The entries that follow need to be returned without any alteration.

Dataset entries
*-*-*

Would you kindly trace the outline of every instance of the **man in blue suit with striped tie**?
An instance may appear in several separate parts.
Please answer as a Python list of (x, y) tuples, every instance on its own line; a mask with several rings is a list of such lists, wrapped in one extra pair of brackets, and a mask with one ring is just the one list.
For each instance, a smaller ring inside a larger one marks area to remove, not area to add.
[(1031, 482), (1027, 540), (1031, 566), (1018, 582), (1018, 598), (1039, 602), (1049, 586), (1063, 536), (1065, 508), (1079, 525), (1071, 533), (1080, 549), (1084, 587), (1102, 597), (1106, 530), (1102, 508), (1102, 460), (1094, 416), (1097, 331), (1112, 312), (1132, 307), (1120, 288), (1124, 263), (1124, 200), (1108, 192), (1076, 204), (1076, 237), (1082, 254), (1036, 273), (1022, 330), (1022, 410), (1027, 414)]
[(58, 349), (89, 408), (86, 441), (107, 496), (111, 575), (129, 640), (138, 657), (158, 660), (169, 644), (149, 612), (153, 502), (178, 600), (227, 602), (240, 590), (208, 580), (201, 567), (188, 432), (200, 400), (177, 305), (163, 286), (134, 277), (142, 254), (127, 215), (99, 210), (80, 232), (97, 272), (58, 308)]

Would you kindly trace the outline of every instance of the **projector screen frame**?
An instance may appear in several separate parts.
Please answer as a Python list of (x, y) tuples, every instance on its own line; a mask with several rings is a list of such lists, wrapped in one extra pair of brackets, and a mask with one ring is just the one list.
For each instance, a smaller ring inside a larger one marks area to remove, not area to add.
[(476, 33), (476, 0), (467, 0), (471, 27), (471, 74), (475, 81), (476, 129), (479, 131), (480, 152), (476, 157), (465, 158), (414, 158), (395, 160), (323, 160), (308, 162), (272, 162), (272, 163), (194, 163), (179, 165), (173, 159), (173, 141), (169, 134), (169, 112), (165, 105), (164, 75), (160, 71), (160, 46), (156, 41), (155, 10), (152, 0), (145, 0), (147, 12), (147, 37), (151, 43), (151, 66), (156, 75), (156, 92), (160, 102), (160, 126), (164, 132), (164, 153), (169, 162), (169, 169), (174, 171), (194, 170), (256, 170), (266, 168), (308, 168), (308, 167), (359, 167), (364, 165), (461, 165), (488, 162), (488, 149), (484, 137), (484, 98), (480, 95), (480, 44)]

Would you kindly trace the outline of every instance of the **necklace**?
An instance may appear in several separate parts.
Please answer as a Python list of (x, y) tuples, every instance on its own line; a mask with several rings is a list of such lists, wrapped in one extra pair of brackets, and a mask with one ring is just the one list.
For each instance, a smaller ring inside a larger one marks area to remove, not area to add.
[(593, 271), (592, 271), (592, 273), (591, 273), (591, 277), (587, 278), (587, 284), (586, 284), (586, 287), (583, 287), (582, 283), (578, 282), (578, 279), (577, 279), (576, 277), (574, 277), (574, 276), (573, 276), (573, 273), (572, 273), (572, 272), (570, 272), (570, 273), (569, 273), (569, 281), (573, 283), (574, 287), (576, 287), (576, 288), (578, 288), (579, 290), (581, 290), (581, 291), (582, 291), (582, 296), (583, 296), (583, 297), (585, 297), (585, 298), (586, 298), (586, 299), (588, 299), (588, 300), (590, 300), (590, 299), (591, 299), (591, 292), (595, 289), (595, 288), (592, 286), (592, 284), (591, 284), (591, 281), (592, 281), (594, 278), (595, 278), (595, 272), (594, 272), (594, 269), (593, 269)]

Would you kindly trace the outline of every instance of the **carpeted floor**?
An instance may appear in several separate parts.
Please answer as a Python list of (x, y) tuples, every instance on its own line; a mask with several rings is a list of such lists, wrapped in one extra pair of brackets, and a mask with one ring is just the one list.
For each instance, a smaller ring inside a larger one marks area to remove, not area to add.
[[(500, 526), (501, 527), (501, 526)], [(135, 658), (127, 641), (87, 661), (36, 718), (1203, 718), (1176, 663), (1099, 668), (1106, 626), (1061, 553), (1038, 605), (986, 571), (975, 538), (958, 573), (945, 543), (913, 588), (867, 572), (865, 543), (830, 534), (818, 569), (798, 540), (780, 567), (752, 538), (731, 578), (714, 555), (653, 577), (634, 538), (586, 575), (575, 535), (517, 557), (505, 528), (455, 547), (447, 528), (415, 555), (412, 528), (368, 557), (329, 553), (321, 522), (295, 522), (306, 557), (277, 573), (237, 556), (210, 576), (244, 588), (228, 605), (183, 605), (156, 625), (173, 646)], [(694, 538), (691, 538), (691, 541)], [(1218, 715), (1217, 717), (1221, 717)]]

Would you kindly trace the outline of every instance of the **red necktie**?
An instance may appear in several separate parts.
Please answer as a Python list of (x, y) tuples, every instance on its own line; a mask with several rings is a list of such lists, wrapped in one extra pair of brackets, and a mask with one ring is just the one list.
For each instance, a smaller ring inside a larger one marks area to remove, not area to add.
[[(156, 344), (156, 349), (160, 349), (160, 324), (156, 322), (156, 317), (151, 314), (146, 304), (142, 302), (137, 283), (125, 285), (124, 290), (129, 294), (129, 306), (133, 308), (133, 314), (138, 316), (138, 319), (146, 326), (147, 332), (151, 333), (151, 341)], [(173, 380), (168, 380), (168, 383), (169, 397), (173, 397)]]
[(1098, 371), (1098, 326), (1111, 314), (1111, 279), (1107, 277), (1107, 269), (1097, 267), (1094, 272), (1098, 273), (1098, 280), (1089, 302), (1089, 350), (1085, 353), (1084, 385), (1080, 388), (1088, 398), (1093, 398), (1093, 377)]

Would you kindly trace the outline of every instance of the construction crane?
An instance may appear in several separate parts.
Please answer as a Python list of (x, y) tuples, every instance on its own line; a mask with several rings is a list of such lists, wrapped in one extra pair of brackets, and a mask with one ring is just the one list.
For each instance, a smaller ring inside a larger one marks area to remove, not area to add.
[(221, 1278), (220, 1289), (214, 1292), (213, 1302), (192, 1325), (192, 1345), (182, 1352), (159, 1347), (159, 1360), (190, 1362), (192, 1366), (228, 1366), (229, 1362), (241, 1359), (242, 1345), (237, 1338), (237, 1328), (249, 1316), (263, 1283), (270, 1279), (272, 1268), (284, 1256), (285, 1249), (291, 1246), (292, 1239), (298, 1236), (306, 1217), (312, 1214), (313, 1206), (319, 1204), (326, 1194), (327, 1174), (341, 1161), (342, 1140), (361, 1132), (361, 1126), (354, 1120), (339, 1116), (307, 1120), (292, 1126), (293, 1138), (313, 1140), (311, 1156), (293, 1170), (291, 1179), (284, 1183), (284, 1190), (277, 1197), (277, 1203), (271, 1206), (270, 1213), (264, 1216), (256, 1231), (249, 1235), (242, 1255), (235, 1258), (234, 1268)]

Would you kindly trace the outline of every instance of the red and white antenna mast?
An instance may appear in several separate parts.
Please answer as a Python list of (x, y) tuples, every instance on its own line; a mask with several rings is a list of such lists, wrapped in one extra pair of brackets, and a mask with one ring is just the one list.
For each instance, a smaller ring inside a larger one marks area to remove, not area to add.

*-*-*

Solution below:
Would you kindly trace the outline of every instance of the **man in blue suit with striped tie**?
An instance may appear in several separate parts.
Please answer as a Python list of (x, y) tuples, every instance on its own line; a mask with several rings is a list of such lists, wrapped in one extra pair of brackets, and a mask with one ring is just the one list.
For each instance, a smaller ring inside a larger one marks area to remove, not area to add.
[(1031, 482), (1027, 540), (1031, 566), (1018, 582), (1018, 598), (1039, 602), (1049, 586), (1063, 536), (1065, 508), (1079, 525), (1071, 533), (1080, 549), (1084, 587), (1102, 597), (1106, 530), (1102, 508), (1102, 460), (1094, 416), (1097, 331), (1112, 312), (1132, 307), (1120, 288), (1124, 263), (1124, 200), (1108, 192), (1076, 204), (1076, 237), (1082, 254), (1036, 273), (1022, 330), (1022, 410), (1027, 414)]
[(58, 349), (89, 408), (86, 441), (107, 496), (111, 575), (129, 640), (138, 657), (158, 660), (169, 644), (149, 612), (153, 502), (178, 600), (227, 602), (240, 590), (208, 580), (201, 567), (188, 432), (200, 400), (177, 305), (163, 286), (134, 277), (142, 254), (127, 215), (99, 210), (80, 232), (97, 272), (58, 308)]

Would you kindly trace the outline of every instance of the **projector screen frame**?
An instance may appear in several separate parts.
Please answer as a Python list of (x, y) tuples, every instance on its own line; a mask with several rings is a list of such lists, wrapped in one extra pair of brackets, and a mask with one ring is just the one list.
For each instance, a smaller ring inside a larger one marks area to remove, not area to add.
[(476, 33), (476, 0), (467, 0), (471, 27), (471, 74), (475, 81), (476, 129), (479, 131), (480, 152), (476, 157), (465, 158), (414, 158), (395, 160), (323, 160), (308, 162), (272, 162), (272, 163), (194, 163), (179, 165), (173, 159), (173, 141), (169, 134), (169, 112), (165, 105), (164, 75), (160, 71), (160, 46), (156, 41), (155, 10), (152, 0), (145, 0), (147, 12), (147, 37), (151, 43), (151, 66), (156, 75), (156, 92), (160, 102), (160, 126), (164, 132), (164, 153), (169, 162), (169, 169), (174, 171), (194, 170), (256, 170), (266, 168), (308, 168), (308, 167), (359, 167), (364, 165), (461, 165), (488, 162), (488, 149), (484, 137), (484, 98), (480, 95), (480, 44)]

Would you kindly trace the outline of every instance of the **necklace**?
An instance may appear in several separate parts.
Please answer as a Python list of (x, y) tuples, every instance on its own line; a mask with several rings is a list of such lists, wrapped in one extra pair of brackets, and a mask with one ring is just the one list.
For each instance, a smaller ring inside a larger one marks area to remove, not area to add.
[(593, 271), (592, 271), (592, 273), (591, 273), (591, 277), (587, 278), (587, 284), (586, 284), (586, 287), (583, 287), (582, 283), (578, 282), (578, 279), (577, 279), (576, 277), (574, 277), (574, 276), (573, 276), (573, 273), (572, 273), (572, 272), (570, 272), (570, 273), (569, 273), (569, 281), (573, 283), (574, 287), (576, 287), (576, 288), (578, 288), (579, 290), (581, 290), (581, 291), (582, 291), (582, 296), (583, 296), (583, 297), (585, 297), (585, 298), (586, 298), (586, 299), (588, 299), (588, 300), (590, 300), (590, 299), (591, 299), (591, 292), (595, 289), (595, 288), (592, 286), (592, 284), (591, 284), (591, 281), (592, 281), (594, 278), (595, 278), (595, 272), (594, 272), (594, 269), (593, 269)]

Would you kindly trace the outline of every instance of the **carpeted floor**?
An instance may appear in several separate parts.
Please answer as a Python list of (x, y) tuples, every instance on its own line; a mask with several rings is a list of such lists, wrapped in one extra pair of brackets, and a mask with one ring is just the one list.
For each instance, a smaller ring inside a larger one marks area to remove, not area to add.
[[(500, 526), (501, 527), (501, 526)], [(135, 658), (127, 641), (87, 661), (36, 718), (1203, 718), (1176, 663), (1099, 668), (1106, 626), (1061, 553), (1038, 605), (986, 571), (975, 538), (958, 573), (945, 543), (913, 588), (867, 572), (865, 543), (830, 534), (818, 569), (798, 540), (780, 567), (752, 538), (731, 578), (714, 555), (653, 577), (634, 538), (586, 575), (575, 535), (517, 557), (505, 528), (455, 547), (447, 528), (415, 555), (412, 528), (368, 557), (329, 553), (321, 522), (295, 522), (306, 557), (277, 573), (237, 556), (210, 576), (244, 588), (228, 605), (183, 605), (156, 625), (173, 646)], [(694, 538), (691, 538), (691, 541)], [(1218, 715), (1217, 717), (1221, 717)]]

Would you kindly trace the outline of every instance of the **red necktie**?
An instance may appear in several separate parts.
Please answer as a Python list of (x, y) tuples, every instance on its own line; a mask with several rings is a list of such lists, wrapped in one extra pair of brackets, and a mask with one ring is just the one list.
For each instance, a smaller ring inside a larger one marks area to remove, not area to add.
[[(156, 344), (156, 349), (160, 349), (160, 324), (156, 322), (156, 317), (151, 314), (146, 304), (142, 302), (137, 283), (125, 285), (124, 290), (129, 294), (129, 306), (133, 308), (133, 314), (138, 316), (138, 319), (146, 326), (147, 332), (151, 333), (151, 341)], [(173, 380), (168, 380), (168, 383), (169, 397), (173, 397)]]
[(1098, 371), (1098, 326), (1111, 314), (1111, 279), (1107, 277), (1107, 269), (1097, 267), (1094, 272), (1098, 273), (1098, 280), (1089, 302), (1089, 350), (1085, 353), (1084, 385), (1080, 388), (1088, 398), (1093, 398), (1093, 377)]

Would you kindly trace the outline of every instance of the construction crane?
An instance may appear in several separate parts.
Please answer as a Python list of (x, y) tuples, every instance on its own line; a mask with several rings is a list of such lists, wrapped in one extra pair of brackets, and a mask with one ring is just the one list.
For each instance, a smaller ring inside a larger one marks area to remove, not area to add.
[(221, 1278), (220, 1289), (214, 1292), (213, 1302), (192, 1325), (192, 1345), (182, 1352), (159, 1347), (159, 1360), (190, 1362), (192, 1366), (228, 1366), (229, 1362), (241, 1359), (242, 1345), (237, 1338), (237, 1328), (249, 1316), (263, 1283), (270, 1279), (272, 1268), (284, 1256), (285, 1249), (291, 1246), (292, 1239), (298, 1236), (306, 1217), (312, 1214), (313, 1206), (319, 1204), (326, 1194), (327, 1174), (341, 1161), (342, 1140), (361, 1132), (361, 1126), (354, 1120), (339, 1116), (307, 1120), (292, 1126), (293, 1138), (313, 1140), (311, 1156), (293, 1170), (291, 1179), (284, 1183), (284, 1190), (277, 1197), (277, 1203), (271, 1206), (270, 1213), (264, 1216), (256, 1231), (249, 1235), (242, 1255), (235, 1258), (234, 1268)]

Would you kindly trace the outline of every instance of the red and white antenna mast?
An instance may appear in several separate parts.
Please answer as a Python list of (x, y) tuples, every instance on its own line; a mask with several rings is a list of such lists, wrapped in one extra pair of brackets, and a mask with one ring is just the one list.
For each instance, a smaller ring inside a larger one marks area to remove, not area to add.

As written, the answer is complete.